(Data listing)
┌────────
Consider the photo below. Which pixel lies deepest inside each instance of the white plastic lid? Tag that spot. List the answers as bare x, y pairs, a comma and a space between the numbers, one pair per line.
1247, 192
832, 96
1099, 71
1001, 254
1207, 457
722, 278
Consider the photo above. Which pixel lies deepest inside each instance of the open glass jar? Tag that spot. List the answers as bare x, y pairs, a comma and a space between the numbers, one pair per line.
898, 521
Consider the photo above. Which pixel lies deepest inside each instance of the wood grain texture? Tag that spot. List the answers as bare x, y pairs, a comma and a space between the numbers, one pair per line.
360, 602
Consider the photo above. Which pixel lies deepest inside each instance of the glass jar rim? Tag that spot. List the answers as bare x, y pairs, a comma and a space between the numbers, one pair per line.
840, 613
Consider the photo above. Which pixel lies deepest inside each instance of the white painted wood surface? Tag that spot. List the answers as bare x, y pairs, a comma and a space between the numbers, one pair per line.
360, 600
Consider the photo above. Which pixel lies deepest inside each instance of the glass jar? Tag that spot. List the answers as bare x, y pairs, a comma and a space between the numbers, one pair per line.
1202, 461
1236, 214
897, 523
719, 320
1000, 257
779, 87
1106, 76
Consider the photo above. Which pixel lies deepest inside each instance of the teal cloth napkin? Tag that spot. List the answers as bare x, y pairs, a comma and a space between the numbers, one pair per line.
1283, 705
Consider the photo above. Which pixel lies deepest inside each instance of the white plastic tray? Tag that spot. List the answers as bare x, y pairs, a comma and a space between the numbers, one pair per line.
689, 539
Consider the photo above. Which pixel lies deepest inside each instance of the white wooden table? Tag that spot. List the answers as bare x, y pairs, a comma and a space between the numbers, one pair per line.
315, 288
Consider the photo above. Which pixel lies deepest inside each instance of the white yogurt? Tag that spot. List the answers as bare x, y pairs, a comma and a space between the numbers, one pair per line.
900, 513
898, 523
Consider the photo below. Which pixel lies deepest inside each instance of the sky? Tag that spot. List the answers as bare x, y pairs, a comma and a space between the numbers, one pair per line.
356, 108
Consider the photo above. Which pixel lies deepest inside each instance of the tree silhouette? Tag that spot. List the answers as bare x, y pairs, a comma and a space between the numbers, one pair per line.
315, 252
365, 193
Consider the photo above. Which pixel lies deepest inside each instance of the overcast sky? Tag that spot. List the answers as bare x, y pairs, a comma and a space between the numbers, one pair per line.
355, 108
└────────
### What is asked
Can you rewrite all the items above, swapping "glass jar" for "mason jar" and leaving everything else unchanged?

### Task response
Consider the photo below. Which pixel lies deepest inside each instance of the white plastic lid? Tag that spot. List the answers as bare x, y pairs, a comma and a space between the numbers, one pair per line.
1247, 192
832, 96
1099, 71
1001, 254
1207, 457
722, 278
Consider the photo above. Which pixel lies deepest inside each instance of the open mason jar? Tag that spot. List the answers as bare x, y pairs, a comma and a space between the numbers, one pair per line.
898, 521
Consider the photo above. Which pixel lies deepest inside each instance of the wood grain texture? Tag that spot. List the answers as bare x, y pairs, a comma and a space between the numbers, one pair per line.
360, 602
Consider the photo above. Which pixel lies deepest inside each instance of the mason jar rim? Tag that spot. List the answers as bare x, y pairs, a comma and a space between the numbers, one pair per line.
840, 613
Consider the photo above. Which pixel lies deepest inside each instance of the white painted wood surface? Tag that spot. List the answers as bare x, y pairs, a comma and a space between the numbers, one pair per line.
360, 600
Consider the photo above. Which pixel lies deepest inside each instance of the mason jar? Tag that spot. List the answers as bare x, y pairs, a comma and a space between the numbers, one pair per line.
1202, 461
1236, 214
897, 523
719, 320
1000, 257
779, 87
1106, 76
Consider the photo above. Which pixel lies deepest inside each instance of the teal cloth napkin? Tag that spot. List the answers as bare x, y pairs, a comma and a space between the numbers, one pair per line.
1283, 705
Consider the photo above. Which pixel lies deepest inside each instance of the white plastic tray? Tag that spot. List the answers as bare x, y pairs, a comma and a space between the numbers, one pair per line.
689, 539
Consider the photo above. Which pixel lies deepest inside each instance of the white wooden table? Tag that spot. List the answers as bare x, y pairs, a comma and a space between the numbers, one pair per line.
315, 288
Consider the photo above. Which pixel lies deepest inside each instance of the white yogurt? Tag that spot. List the answers as bare x, y pairs, a comma and a space between the numbers, one pair per line.
900, 513
898, 523
Consider the photo below. Which pixel lies deepest inside each instance of the sky? Tag that spot. List the answers as bare x, y pairs, a comma and a space between the numbers, one pair per line.
356, 108
Consider the photo above. Which pixel lies deepest inside each instance of the tree silhouette? Tag that spot. List the answers as bare x, y pairs, a comma and a space between the numbers, one pair per line.
315, 252
365, 193
Consider the photo above. Which pixel lies deepest inside each instance of the overcast sky? Tag that spot. List the answers as bare x, y pairs, a comma and a space between the numbers, one pair per line.
355, 108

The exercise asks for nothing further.